APPLY WHAT YOU READ
1/ In the tinnitus treatment text, rewrite the paragraph beginning "The treatment options recommended by hearing care professionals" as a bulleted list that keeps its main facts.
2/ According to the tinnitus treatment text, what examples of an underlying cause of tinnitus are given?
3/ Reproduce the stretch of the tinnitus treatment text from "Tinnitus Sufferer" through "or eliminate symptoms.".
*** DOCUMENT PASSAGE Section Begins ***
How Is Tinnitus Treated?

Tinnitus Sufferer

Tinnitus treatment takes many different forms, as there are multiple causes. In some cases, no treatment is necessary, as symptoms are mild and short-lived. If you’ve been to a concert, for example, you may find that your ears are ringing when you get into bed. By the morning, it’s highly likely that any noise will have vanished and therefore, no treatment will be required. In more severe cases, a hearing specialist may recommend treatment options that are designed to reduce or eliminate symptoms.

Deciding on the best treatment option

The treatment options recommended by hearing care professionals will depend largely on the cause of tinnitus. Sometimes, there is an underlying cause, such as an infection, an injury or a condition that affects the ear, and treating the root cause will improve symptoms of tinnitus. If there is no apparent cause, treatment will be focused on making it easier to live with tinnitus and trying to ameliorate the situation and minimize the impact of tinnitus on daily life. When you have an appointment with a doctor, they will discuss the findings of tests and examinations with you and talk you through some treatment options.

How is tinnitus treated?
*** DOCUMENT PASSAGE Section Ends ***
*** INFORMATION Section Begins ***
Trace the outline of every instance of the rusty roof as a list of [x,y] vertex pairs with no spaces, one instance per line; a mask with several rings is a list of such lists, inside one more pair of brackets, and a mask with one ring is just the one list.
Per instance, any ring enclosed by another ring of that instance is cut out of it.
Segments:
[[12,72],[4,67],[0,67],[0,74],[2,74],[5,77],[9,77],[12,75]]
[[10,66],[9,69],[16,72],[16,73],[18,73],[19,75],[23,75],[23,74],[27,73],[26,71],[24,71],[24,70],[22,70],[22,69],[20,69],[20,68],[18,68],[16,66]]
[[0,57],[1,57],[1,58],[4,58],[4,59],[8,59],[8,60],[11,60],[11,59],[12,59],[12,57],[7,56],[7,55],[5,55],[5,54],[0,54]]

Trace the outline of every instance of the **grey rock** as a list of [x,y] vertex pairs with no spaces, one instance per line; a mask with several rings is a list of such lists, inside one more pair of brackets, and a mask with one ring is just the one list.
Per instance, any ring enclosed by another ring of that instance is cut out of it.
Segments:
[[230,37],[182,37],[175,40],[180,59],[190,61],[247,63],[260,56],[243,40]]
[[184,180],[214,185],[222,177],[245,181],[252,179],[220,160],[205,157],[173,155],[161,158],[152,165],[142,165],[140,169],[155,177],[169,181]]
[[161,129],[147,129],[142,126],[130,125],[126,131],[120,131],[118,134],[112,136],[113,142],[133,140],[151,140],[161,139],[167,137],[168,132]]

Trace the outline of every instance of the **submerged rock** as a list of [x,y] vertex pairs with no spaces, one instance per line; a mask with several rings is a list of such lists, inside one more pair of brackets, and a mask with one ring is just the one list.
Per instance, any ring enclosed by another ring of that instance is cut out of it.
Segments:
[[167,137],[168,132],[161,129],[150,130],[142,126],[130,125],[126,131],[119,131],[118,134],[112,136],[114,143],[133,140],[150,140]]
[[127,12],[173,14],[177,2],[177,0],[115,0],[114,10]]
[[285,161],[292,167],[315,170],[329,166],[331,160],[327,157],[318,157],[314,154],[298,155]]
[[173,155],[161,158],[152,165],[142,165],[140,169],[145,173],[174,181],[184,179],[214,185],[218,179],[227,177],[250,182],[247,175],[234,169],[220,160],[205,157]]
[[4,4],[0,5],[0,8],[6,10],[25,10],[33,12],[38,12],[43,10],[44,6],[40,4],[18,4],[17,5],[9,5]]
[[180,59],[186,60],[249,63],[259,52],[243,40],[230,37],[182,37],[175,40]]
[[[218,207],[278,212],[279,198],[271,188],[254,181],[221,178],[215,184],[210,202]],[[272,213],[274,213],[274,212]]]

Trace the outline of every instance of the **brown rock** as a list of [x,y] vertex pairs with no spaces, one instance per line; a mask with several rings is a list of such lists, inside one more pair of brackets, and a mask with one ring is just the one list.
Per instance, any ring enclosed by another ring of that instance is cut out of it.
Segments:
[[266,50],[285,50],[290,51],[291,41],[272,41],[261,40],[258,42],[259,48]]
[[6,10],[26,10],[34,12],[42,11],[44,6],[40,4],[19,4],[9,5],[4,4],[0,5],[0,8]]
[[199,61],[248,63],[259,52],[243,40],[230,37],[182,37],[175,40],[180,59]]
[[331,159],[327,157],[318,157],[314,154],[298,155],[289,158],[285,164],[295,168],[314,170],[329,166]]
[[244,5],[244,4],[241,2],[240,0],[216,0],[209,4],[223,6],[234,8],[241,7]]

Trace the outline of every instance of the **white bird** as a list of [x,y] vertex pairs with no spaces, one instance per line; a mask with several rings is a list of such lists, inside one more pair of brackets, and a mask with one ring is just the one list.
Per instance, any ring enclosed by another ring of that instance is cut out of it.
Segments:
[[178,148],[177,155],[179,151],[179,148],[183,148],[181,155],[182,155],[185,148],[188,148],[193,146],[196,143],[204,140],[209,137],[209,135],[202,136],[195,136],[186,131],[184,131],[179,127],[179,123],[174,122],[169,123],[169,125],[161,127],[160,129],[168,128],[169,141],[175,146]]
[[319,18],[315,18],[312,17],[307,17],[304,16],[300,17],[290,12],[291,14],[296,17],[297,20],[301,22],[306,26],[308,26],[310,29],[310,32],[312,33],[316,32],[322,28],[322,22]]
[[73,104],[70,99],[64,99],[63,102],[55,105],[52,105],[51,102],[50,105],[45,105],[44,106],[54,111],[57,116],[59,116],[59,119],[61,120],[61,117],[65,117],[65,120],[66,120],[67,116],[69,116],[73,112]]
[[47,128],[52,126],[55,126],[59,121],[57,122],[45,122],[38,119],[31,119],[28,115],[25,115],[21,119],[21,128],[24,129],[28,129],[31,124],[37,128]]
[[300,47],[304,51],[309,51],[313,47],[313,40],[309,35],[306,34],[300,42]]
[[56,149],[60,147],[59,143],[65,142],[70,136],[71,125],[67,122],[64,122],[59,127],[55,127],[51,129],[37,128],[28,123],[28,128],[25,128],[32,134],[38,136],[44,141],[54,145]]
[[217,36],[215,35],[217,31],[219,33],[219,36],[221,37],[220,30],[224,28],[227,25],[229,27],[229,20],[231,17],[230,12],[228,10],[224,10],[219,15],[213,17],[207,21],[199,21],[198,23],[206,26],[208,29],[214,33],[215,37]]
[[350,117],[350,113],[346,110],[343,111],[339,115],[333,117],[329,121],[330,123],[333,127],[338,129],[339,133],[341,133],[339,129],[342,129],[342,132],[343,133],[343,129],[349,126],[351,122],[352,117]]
*** INFORMATION Section Ends ***
*** INFORMATION Section Begins ***
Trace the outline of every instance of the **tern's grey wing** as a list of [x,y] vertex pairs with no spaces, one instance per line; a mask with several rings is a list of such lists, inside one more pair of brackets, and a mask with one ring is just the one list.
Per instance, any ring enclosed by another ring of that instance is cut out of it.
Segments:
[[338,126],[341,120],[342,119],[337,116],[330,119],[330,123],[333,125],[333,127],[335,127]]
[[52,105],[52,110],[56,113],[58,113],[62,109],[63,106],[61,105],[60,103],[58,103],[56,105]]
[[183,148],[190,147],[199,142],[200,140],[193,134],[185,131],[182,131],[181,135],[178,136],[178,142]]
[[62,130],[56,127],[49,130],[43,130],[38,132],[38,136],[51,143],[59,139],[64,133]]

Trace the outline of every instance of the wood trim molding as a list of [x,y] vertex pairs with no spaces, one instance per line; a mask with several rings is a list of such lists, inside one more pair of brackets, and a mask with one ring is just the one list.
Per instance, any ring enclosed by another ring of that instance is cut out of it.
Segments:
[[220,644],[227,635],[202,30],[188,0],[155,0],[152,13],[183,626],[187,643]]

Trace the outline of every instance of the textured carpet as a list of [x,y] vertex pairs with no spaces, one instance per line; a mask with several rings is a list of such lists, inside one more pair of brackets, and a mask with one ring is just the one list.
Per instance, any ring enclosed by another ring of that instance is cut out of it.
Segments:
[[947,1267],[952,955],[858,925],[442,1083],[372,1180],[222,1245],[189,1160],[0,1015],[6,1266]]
*** INFORMATION Section Ends ***
*** INFORMATION Section Begins ***
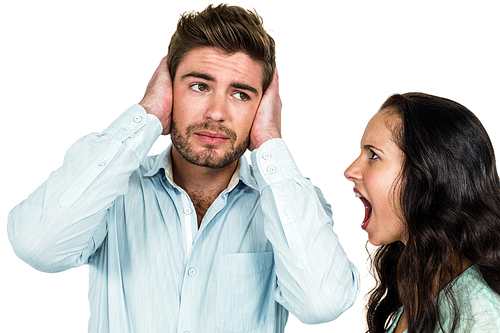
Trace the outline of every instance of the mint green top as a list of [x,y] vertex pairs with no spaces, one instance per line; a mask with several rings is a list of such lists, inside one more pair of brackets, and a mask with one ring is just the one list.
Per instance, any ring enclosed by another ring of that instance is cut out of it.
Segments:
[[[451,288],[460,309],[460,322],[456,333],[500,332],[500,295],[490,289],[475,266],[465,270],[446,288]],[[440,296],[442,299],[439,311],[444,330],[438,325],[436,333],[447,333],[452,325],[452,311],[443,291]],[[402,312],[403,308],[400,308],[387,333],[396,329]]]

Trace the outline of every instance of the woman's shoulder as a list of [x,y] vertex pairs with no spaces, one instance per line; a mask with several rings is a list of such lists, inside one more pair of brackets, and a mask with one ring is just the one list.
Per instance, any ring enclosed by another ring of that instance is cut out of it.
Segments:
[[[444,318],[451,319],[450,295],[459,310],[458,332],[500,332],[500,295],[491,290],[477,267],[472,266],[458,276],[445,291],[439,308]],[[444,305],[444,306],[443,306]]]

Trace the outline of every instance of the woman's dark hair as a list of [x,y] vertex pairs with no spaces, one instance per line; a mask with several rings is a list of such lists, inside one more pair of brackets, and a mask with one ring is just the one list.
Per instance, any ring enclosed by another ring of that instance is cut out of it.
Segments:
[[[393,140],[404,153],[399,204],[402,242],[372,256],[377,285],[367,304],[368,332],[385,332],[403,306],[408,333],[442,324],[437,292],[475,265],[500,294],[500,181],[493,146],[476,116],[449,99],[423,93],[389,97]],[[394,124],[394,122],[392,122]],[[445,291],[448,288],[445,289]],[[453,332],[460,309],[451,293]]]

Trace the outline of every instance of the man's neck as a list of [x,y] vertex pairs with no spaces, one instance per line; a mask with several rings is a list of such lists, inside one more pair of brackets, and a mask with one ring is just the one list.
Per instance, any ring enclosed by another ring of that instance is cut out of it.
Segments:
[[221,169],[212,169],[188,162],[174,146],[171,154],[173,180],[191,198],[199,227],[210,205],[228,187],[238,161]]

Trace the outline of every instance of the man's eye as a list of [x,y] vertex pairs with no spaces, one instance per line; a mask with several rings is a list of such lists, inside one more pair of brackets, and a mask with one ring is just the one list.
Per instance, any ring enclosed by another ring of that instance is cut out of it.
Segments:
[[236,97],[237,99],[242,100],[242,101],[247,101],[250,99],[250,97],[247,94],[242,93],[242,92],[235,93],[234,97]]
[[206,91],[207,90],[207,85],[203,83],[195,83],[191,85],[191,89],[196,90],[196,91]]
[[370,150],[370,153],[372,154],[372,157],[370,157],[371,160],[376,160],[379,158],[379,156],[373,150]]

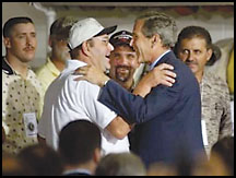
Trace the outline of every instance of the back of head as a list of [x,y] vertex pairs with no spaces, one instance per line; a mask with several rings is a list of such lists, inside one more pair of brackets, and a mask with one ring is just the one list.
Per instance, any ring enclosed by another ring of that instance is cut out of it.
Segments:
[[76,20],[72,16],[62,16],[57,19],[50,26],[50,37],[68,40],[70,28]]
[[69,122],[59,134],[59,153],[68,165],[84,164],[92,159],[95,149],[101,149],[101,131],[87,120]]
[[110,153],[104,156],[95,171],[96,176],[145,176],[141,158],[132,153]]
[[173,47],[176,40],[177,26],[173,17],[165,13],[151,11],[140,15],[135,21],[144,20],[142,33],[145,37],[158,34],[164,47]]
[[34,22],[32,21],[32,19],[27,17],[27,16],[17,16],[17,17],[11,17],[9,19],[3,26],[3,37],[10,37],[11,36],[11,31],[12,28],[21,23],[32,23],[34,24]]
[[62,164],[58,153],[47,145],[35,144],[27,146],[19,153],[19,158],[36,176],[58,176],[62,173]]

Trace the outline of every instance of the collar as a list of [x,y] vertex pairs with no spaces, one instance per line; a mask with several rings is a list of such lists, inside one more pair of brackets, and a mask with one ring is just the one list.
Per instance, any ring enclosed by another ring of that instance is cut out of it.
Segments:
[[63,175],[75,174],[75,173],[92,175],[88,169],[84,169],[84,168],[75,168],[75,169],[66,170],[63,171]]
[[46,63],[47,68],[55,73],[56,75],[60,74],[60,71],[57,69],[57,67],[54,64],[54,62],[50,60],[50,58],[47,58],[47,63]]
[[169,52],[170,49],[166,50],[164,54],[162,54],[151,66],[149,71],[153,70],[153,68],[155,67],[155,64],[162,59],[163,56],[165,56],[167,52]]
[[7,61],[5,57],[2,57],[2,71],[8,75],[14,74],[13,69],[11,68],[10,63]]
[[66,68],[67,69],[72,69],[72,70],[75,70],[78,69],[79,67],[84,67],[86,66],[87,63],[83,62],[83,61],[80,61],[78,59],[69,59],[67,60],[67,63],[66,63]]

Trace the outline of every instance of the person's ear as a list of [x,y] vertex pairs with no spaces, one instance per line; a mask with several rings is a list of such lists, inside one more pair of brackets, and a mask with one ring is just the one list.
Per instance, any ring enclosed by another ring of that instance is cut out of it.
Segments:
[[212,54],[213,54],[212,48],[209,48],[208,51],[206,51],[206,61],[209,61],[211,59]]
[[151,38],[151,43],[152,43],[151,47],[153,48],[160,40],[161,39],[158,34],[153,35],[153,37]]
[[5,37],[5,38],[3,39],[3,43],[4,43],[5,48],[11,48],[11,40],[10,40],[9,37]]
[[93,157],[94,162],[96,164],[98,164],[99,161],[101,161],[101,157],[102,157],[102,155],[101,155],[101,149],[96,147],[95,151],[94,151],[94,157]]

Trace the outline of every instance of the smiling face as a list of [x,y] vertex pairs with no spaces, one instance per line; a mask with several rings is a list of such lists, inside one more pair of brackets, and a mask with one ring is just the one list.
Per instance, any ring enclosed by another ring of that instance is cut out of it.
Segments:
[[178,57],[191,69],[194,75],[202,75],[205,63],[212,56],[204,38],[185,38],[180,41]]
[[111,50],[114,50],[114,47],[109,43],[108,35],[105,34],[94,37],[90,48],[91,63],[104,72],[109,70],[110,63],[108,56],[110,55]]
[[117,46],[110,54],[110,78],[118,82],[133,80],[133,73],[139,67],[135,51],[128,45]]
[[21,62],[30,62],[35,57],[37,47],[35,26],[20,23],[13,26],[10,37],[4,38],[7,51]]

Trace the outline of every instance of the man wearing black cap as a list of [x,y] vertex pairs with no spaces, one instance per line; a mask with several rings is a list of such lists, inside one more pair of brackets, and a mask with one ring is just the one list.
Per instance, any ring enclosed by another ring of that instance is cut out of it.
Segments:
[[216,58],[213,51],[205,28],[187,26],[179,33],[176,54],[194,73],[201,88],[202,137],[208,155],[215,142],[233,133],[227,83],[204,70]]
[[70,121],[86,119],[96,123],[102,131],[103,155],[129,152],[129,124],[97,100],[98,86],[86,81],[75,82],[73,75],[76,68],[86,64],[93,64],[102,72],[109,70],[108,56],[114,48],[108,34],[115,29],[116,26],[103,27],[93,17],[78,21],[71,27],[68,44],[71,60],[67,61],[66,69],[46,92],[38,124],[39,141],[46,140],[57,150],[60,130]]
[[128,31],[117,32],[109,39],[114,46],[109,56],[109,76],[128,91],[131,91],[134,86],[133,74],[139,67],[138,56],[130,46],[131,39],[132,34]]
*** INFORMATION Section Ends ***
TASK-BY-TASK RESULTS
1/
- Recommended treatment depends mainly on what is causing the tinnitus.
- Possible underlying causes include an infection, an injury or a condition affecting the ear. Treating the root cause improves tinnitus symptoms.
- If there is no apparent cause, treatment aims to make tinnitus easier to live with and to minimize its impact on daily life.
- At an appointment, the doctor discusses test and examination findings and explains the treatment options.

2/ An infection, an injury or a condition that affects the ear.

3/
Tinnitus Sufferer

Tinnitus treatment takes many different forms, as there are multiple causes. In some cases, no treatment is necessary, as symptoms are mild and short-lived. If you’ve been to a concert, for example, you may find that your ears are ringing when you get into bed. By the morning, it’s highly likely that any noise will have vanished and therefore, no treatment will be required. In more severe cases, a hearing specialist may recommend treatment options that are designed to reduce or eliminate symptoms.